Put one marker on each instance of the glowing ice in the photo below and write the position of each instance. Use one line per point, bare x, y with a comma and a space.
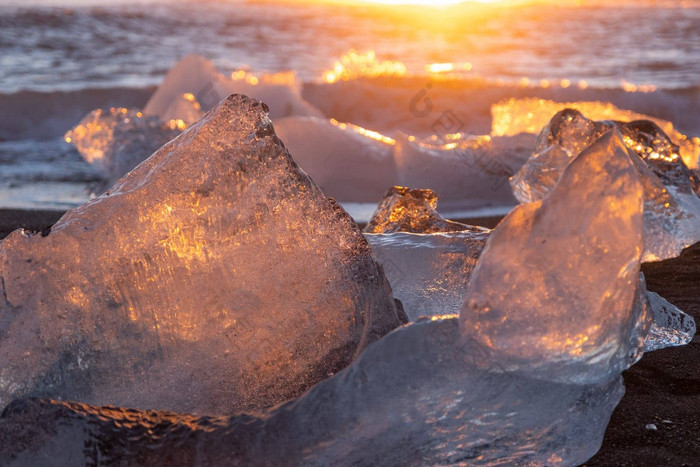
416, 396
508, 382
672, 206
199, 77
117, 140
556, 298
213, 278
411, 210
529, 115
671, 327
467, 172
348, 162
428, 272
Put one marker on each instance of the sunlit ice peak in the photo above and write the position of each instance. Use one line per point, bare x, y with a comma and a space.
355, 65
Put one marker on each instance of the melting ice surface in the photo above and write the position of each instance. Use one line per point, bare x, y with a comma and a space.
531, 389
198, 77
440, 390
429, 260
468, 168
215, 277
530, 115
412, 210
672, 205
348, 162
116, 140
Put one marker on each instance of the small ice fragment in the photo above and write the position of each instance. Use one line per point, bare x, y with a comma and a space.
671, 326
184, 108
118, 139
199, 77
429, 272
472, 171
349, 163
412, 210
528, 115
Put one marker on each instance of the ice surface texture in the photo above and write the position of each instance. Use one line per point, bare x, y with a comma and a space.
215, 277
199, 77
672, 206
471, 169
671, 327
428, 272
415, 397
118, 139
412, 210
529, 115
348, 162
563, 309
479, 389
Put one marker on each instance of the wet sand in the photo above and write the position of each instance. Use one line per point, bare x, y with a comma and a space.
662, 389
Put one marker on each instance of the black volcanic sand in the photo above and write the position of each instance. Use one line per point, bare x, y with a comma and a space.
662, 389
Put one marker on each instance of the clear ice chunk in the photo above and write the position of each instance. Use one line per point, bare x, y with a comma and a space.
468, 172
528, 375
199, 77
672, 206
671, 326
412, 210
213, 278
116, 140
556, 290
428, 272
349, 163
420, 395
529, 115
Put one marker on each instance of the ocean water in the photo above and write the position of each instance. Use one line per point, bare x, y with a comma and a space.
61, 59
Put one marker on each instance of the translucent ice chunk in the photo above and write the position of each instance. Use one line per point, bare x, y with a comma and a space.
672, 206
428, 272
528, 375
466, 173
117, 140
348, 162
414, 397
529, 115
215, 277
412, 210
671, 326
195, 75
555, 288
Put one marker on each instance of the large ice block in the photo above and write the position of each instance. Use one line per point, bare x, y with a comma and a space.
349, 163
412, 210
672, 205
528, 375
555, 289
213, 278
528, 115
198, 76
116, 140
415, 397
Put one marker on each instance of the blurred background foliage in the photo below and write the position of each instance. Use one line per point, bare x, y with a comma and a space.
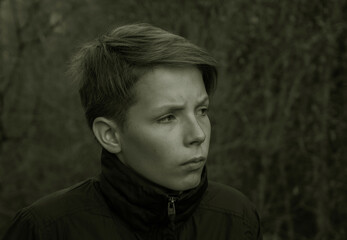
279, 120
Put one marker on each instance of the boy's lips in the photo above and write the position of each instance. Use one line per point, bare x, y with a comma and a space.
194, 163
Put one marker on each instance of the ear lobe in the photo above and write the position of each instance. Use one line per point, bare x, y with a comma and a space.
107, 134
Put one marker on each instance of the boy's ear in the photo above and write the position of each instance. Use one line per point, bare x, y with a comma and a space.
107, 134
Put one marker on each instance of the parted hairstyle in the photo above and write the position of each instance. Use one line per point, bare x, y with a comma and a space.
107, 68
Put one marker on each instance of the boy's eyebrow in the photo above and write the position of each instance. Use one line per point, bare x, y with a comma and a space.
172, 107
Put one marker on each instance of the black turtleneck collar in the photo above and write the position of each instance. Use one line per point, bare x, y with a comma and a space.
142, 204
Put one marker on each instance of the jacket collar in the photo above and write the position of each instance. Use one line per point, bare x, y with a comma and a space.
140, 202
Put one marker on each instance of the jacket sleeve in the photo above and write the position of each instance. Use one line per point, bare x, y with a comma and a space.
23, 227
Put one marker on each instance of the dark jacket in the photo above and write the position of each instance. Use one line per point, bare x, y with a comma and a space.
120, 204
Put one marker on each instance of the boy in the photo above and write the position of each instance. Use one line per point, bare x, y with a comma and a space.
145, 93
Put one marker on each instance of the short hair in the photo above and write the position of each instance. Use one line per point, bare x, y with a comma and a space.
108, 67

⁂

# Task instructions
Could you retype every line above exactly as it appears, skipping the pictures?

# Answer section
Put one marker on each instance of the glowing ice in the photo below and write the position of each instance. Use one line per point, bare x, y with a comma and a space.
416, 396
508, 382
672, 206
199, 77
117, 140
556, 298
213, 278
411, 210
529, 115
671, 327
467, 172
348, 162
428, 272
Put one marker on each instance of the sunlit ice peak in the photo above and write the position of each instance. Use one line per point, bare x, y with a comma and a space.
355, 65
Put one marker on each instance of the melting ice surface in the photo above and write the position of each instance. Use one line per point, bare x, y with a comma and a space.
531, 389
198, 77
440, 390
429, 260
468, 168
215, 277
530, 115
412, 210
672, 205
348, 162
116, 140
Put one marker on each instance of the small ice fragment in the photo above and write the position of each instance. Use one line per point, bare x, y with a comma and a space.
671, 326
184, 108
118, 139
199, 77
429, 272
472, 171
349, 163
412, 210
528, 115
Put one marker on each instance of the ice surface texture in the photo above and write the position of each instance. Use one line per point, bare x, y with a comma and a space.
215, 277
199, 77
672, 206
471, 169
671, 327
428, 272
415, 397
118, 139
412, 210
529, 115
348, 162
563, 309
479, 389
Put one marker on each instance of the wet sand in the photo above and write the position of each instance. Use one line per point, bare x, y with a comma and a space.
662, 389
Put one marker on each instance of the black volcanic sand in the photo above and write the position of each instance. Use one line per point, bare x, y with a comma and a space.
662, 389
Put one marker on each instance of the clear ice chunk in the photo above and write the position of each instance. Use one line per point, bare x, y with a comma and a space.
468, 172
528, 375
199, 77
672, 206
671, 326
412, 210
213, 278
116, 140
556, 290
428, 272
349, 163
420, 395
529, 115
Put one marker on each instance of the ocean water in the photo above and write the position of each instance. Use one line per point, bare x, y with a comma and a space.
61, 59
Put one marker on each instance of the translucent ice chunk in the photo above and write the position of each instance. Use one line per point, bare x, y with a comma and a space.
672, 206
428, 272
528, 375
466, 173
117, 140
348, 162
414, 397
529, 115
215, 277
412, 210
671, 326
195, 75
555, 288
Put one marker on each instance of the large ice block in the photo above and write the position of each instance. Use one line per point, bare x, y with a comma and a space.
349, 163
412, 210
672, 205
528, 375
555, 289
213, 278
528, 115
198, 76
116, 140
415, 397
Put one marker on each instance of the blurred background foliage in the photo below and write the position of each instance. Use one line per point, bare x, y with a comma and a space.
279, 120
Put one marker on each instance of the boy's lips in the photo above and write the position of each instance. Use one line per point, bare x, y with a comma and a space.
194, 163
Put one marker on each instance of the ear lobe in the photo above and write the position of each instance. Use one line per point, bare x, y with a comma and a space.
107, 134
Put one marker on each instance of the boy's ear in the photo above and write the position of each instance. Use one line per point, bare x, y with a comma and a space.
107, 134
Put one marker on each instance of the parted hairstyle in the photo above and write the position of each instance. Use one line per point, bare x, y with a comma and a space.
107, 68
Put one marker on each instance of the boy's eyebrow in the photo above and write the position of each instance. Use one line per point, bare x, y with a comma and a space.
172, 107
Put one marker on each instance of the black turtleneck collar in the photo above and write the position of each instance. Use one line per point, bare x, y with a comma and a space.
142, 204
Put one marker on each instance of the jacket collar in the photo above and write the position of each instance. Use one line per point, bare x, y with a comma and a space.
140, 202
Put one marker on each instance of the jacket sleeve in the photo above and write the position of each instance. Use one line per point, bare x, y with a comma and a space.
23, 227
Put one marker on each instance of the dark jacket in the photo above and write the position of each instance. Use one line per point, bare x, y with a comma and a space.
120, 204
Put one marker on each instance of the boy in the photo above and write the position of each instance. Use one line per point, bare x, y with a comma and a space.
145, 93
Put one marker on each instance of the short hair in the photo above and write the position of each instance. Use one line per point, bare x, y with a comma and a space.
108, 67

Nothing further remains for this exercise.